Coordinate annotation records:
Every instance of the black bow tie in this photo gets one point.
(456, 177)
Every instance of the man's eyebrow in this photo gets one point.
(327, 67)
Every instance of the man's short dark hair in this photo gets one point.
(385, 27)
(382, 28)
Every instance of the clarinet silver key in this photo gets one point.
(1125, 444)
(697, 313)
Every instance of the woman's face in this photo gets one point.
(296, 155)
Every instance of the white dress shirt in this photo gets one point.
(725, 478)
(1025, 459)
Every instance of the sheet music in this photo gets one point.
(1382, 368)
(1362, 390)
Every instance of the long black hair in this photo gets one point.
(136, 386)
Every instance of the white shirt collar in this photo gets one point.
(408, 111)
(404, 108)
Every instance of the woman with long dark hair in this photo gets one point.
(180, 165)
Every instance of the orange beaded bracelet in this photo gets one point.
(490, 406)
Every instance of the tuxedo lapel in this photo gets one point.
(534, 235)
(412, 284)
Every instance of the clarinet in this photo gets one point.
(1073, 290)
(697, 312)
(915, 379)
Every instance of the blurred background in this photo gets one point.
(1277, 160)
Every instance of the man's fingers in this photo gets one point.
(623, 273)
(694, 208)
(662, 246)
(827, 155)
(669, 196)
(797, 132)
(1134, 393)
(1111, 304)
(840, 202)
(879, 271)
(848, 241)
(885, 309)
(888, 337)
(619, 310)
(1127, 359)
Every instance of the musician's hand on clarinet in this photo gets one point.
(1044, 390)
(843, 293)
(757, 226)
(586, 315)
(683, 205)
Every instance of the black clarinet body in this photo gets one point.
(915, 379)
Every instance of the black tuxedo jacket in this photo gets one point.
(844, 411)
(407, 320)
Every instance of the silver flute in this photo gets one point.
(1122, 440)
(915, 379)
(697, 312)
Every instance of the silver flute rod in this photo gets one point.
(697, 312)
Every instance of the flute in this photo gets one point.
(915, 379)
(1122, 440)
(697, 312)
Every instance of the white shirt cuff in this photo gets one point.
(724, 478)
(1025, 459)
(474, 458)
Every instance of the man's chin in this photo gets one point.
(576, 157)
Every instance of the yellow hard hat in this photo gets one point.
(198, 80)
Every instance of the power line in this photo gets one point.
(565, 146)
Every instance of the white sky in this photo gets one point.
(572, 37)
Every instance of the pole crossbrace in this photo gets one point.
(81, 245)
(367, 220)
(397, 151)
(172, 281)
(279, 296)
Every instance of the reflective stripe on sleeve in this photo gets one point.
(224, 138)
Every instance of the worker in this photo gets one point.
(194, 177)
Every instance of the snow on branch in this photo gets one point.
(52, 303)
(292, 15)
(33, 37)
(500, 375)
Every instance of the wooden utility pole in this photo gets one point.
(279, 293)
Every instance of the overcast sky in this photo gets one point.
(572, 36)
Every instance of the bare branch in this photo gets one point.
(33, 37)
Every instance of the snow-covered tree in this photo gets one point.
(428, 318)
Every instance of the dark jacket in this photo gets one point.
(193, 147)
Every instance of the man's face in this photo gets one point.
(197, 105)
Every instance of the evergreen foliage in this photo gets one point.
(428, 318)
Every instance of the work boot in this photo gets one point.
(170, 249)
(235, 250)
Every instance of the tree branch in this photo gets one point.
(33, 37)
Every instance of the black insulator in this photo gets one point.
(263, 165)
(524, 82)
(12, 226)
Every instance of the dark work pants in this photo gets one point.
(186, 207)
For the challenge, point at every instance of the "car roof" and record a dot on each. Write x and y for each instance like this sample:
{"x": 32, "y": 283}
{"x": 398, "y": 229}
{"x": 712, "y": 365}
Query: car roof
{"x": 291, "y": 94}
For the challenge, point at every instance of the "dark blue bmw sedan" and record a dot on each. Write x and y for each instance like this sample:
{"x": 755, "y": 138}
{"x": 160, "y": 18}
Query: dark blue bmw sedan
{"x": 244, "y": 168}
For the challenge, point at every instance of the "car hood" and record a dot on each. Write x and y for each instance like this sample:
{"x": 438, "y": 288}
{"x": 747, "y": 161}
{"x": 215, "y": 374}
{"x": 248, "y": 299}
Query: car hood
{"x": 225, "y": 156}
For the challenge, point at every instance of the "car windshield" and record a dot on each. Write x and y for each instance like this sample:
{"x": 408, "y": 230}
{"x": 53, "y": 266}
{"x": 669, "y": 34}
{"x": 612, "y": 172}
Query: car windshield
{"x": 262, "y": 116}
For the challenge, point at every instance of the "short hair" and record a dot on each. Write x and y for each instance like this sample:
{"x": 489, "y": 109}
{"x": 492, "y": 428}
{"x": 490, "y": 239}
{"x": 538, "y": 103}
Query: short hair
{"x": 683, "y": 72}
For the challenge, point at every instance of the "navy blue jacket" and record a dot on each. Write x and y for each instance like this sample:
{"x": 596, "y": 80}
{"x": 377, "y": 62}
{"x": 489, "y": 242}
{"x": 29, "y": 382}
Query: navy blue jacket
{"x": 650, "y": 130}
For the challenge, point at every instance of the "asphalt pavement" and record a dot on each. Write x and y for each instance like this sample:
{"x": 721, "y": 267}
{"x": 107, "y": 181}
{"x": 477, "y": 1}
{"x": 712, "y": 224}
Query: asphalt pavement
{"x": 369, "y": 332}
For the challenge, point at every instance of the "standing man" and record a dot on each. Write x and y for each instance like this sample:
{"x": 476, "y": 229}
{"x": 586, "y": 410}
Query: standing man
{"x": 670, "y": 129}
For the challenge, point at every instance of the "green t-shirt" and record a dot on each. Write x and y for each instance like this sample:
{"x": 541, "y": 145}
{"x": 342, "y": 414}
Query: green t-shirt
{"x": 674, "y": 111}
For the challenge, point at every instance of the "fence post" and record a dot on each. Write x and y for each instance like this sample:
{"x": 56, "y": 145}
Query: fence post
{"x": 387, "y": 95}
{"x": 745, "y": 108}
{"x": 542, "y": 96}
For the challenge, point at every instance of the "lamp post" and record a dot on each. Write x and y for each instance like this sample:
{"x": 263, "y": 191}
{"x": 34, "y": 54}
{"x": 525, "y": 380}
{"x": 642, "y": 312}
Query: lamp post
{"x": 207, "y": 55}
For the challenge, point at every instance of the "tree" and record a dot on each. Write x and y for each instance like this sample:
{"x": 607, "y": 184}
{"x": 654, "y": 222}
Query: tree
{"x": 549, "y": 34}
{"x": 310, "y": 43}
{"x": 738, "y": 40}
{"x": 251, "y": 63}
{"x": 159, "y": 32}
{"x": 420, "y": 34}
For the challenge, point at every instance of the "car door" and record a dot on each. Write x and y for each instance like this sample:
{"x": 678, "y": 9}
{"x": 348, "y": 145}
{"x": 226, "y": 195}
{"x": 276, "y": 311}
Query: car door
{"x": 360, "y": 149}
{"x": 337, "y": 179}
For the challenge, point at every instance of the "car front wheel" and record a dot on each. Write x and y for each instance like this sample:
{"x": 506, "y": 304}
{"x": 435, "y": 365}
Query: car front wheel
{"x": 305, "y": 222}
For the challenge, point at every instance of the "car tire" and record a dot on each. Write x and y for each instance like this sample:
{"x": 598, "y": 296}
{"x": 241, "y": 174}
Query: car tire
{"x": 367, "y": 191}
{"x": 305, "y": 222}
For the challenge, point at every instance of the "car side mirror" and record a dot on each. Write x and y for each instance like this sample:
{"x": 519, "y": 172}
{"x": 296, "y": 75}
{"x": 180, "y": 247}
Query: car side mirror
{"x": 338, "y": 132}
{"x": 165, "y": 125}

## WORK INSTRUCTIONS
Make an exact copy of the material above.

## RESULT OF THIS EXERCISE
Every instance of the black bow tie in this photo gets one point.
(456, 177)
Every instance of the man's eyebrow in this photo gets one point.
(327, 67)
Every instance of the man's short dark hair in this photo gets one point.
(385, 27)
(382, 28)
Every instance of the clarinet silver key in this photo gets one point.
(1125, 444)
(697, 313)
Every instance of the woman's face in this photo gets one point.
(296, 155)
Every instance of the white dress shirt in this photo gets one point.
(725, 478)
(1025, 459)
Every instance of the sheet music in this photo gets one point.
(1382, 368)
(1362, 390)
Every instance of the long black hair in this photo gets one point.
(136, 386)
Every instance of the white shirt collar in this photo gets one point.
(408, 111)
(404, 108)
Every instance of the woman with long dark hair in this photo gets one point.
(180, 165)
Every instance of the orange beaded bracelet in this photo gets one point.
(490, 406)
Every instance of the tuxedo lapel in this photo gets one point.
(534, 235)
(412, 284)
Every instance of the clarinet in this photo gets one point.
(1073, 290)
(697, 312)
(915, 379)
Every instance of the blurred background in this photo gets one point.
(1277, 160)
Every instance of the man's fingers in this photo gets one point.
(623, 273)
(694, 208)
(662, 246)
(827, 155)
(669, 196)
(797, 132)
(1134, 393)
(1111, 304)
(840, 202)
(879, 271)
(848, 241)
(885, 309)
(888, 337)
(619, 310)
(1127, 359)
Every instance of the musician's hand on clarinet in this photo gets one point.
(1044, 390)
(843, 293)
(757, 226)
(586, 315)
(683, 205)
Every instance of the black clarinet body in this photo gets one point.
(915, 379)
Every instance of the black tuxedo jacket in this photo gets one point.
(844, 411)
(407, 320)
Every instance of the silver flute in this photo gets one point.
(1122, 440)
(915, 379)
(697, 312)
Every instance of the silver flute rod in this photo gets one point.
(697, 312)
Every instance of the flute in this photo gets one point.
(915, 379)
(1122, 440)
(697, 312)
Every instance of the white shirt cuff in this photo gets one point.
(724, 478)
(1025, 459)
(474, 458)
Every instance of the man's chin in this photo gets one point.
(576, 157)
Every instance of the yellow hard hat in this photo gets one point.
(198, 80)
Every instance of the power line in this photo gets one point.
(565, 146)
Every instance of the white sky in this photo gets one point.
(572, 37)
Every instance of the pole crossbrace in this photo gets one point.
(81, 245)
(367, 220)
(397, 151)
(172, 281)
(279, 296)
Every instance of the reflective stripe on sleeve in this photo gets one point.
(224, 138)
Every instance of the worker in this photo gets one point.
(194, 177)
Every instance of the snow on branch in this photo gets one point.
(52, 303)
(292, 15)
(33, 37)
(500, 375)
Every instance of the wooden utility pole in this photo gets one point.
(279, 293)
Every instance of the overcast sky in this photo gets one point.
(572, 36)
Every instance of the bare branch in this photo gets one point.
(33, 37)
Every instance of the snow-covered tree in this photo gets one point.
(428, 318)
Every instance of the dark jacket in this photo gets one point.
(193, 147)
Every instance of the man's face in this photo gets one point.
(197, 105)
Every instance of the evergreen foliage in this photo gets one point.
(428, 318)
Every instance of the work boot in this photo gets one point.
(170, 249)
(235, 250)
Every instance of the tree branch in this photo gets one point.
(33, 37)
Every instance of the black insulator in this photo gets one point.
(263, 165)
(524, 82)
(12, 226)
Every instance of the dark work pants in this photo gets one point.
(186, 207)
For the challenge, point at every instance of the "car roof" and record a dot on each. Write x and y for each instance like this sample:
{"x": 32, "y": 283}
{"x": 398, "y": 229}
{"x": 712, "y": 365}
Query: car roof
{"x": 291, "y": 94}
For the challenge, point at every instance of the "dark blue bmw sedan" and record a dot on each. Write x and y for each instance like this sample:
{"x": 755, "y": 138}
{"x": 160, "y": 18}
Query: dark blue bmw sedan
{"x": 244, "y": 168}
For the challenge, point at every instance of the "car hood" and record a dot on each. Write x and y for each instance like this sample:
{"x": 438, "y": 288}
{"x": 747, "y": 161}
{"x": 215, "y": 374}
{"x": 248, "y": 299}
Query: car hood
{"x": 225, "y": 156}
For the challenge, point at every instance of the "car windshield" and record a dot on each. Write x and y for each instance like this sample:
{"x": 408, "y": 230}
{"x": 53, "y": 266}
{"x": 669, "y": 34}
{"x": 612, "y": 172}
Query: car windshield
{"x": 262, "y": 116}
For the challenge, point at every instance of the "short hair" and record a dot on each. Write x and y for each instance like this sample:
{"x": 489, "y": 109}
{"x": 492, "y": 428}
{"x": 490, "y": 239}
{"x": 538, "y": 103}
Query: short hair
{"x": 683, "y": 72}
For the challenge, point at every instance of the "navy blue jacket" and record a dot on each. Write x and y for each instance like this sample:
{"x": 596, "y": 80}
{"x": 377, "y": 62}
{"x": 489, "y": 242}
{"x": 29, "y": 382}
Query: navy blue jacket
{"x": 650, "y": 130}
For the challenge, point at every instance of the "asphalt pavement" and record a dot on each. Write x and y for each instance like this sample:
{"x": 721, "y": 267}
{"x": 107, "y": 181}
{"x": 477, "y": 1}
{"x": 712, "y": 224}
Query: asphalt pavement
{"x": 369, "y": 332}
For the challenge, point at every instance of the "standing man" and record a dot on each. Write x and y for each instance like this sample:
{"x": 476, "y": 229}
{"x": 586, "y": 410}
Query: standing man
{"x": 670, "y": 129}
For the challenge, point at every instance of the "green t-shirt" and record a dot on each. Write x and y for each instance like this sample:
{"x": 541, "y": 145}
{"x": 342, "y": 414}
Query: green t-shirt
{"x": 674, "y": 111}
For the challenge, point at every instance of the "fence post" and record a dot on each. Write x and y for each instance like this sample:
{"x": 56, "y": 145}
Query: fence post
{"x": 387, "y": 95}
{"x": 745, "y": 108}
{"x": 542, "y": 96}
For the challenge, point at every instance of the "lamp post" and record a dot on each. Write x and y for each instance like this sample:
{"x": 263, "y": 191}
{"x": 34, "y": 54}
{"x": 525, "y": 380}
{"x": 642, "y": 312}
Query: lamp post
{"x": 207, "y": 55}
For the challenge, point at every instance of the "tree" and record a dot on each. Write x and y for each instance like this sample:
{"x": 607, "y": 184}
{"x": 654, "y": 222}
Query: tree
{"x": 549, "y": 34}
{"x": 310, "y": 43}
{"x": 738, "y": 40}
{"x": 251, "y": 63}
{"x": 159, "y": 32}
{"x": 420, "y": 34}
For the challenge, point at every instance of the "car door" and record a dot on each. Write x and y for each instance like this sample:
{"x": 678, "y": 9}
{"x": 348, "y": 145}
{"x": 226, "y": 195}
{"x": 276, "y": 311}
Query: car door
{"x": 360, "y": 149}
{"x": 337, "y": 179}
For the challenge, point at every instance of the "car front wheel" and record a dot on each. Write x and y for each instance like this sample:
{"x": 506, "y": 304}
{"x": 435, "y": 365}
Query: car front wheel
{"x": 305, "y": 222}
For the challenge, point at every instance of the "car tire" and record a dot on each. Write x and y for each instance like this sample:
{"x": 598, "y": 296}
{"x": 241, "y": 174}
Query: car tire
{"x": 367, "y": 191}
{"x": 305, "y": 222}
For the challenge, point at every instance of the "car side mirror" and record a dot on each. Write x and y for each instance like this sample:
{"x": 519, "y": 172}
{"x": 296, "y": 75}
{"x": 180, "y": 247}
Query: car side mirror
{"x": 338, "y": 132}
{"x": 165, "y": 125}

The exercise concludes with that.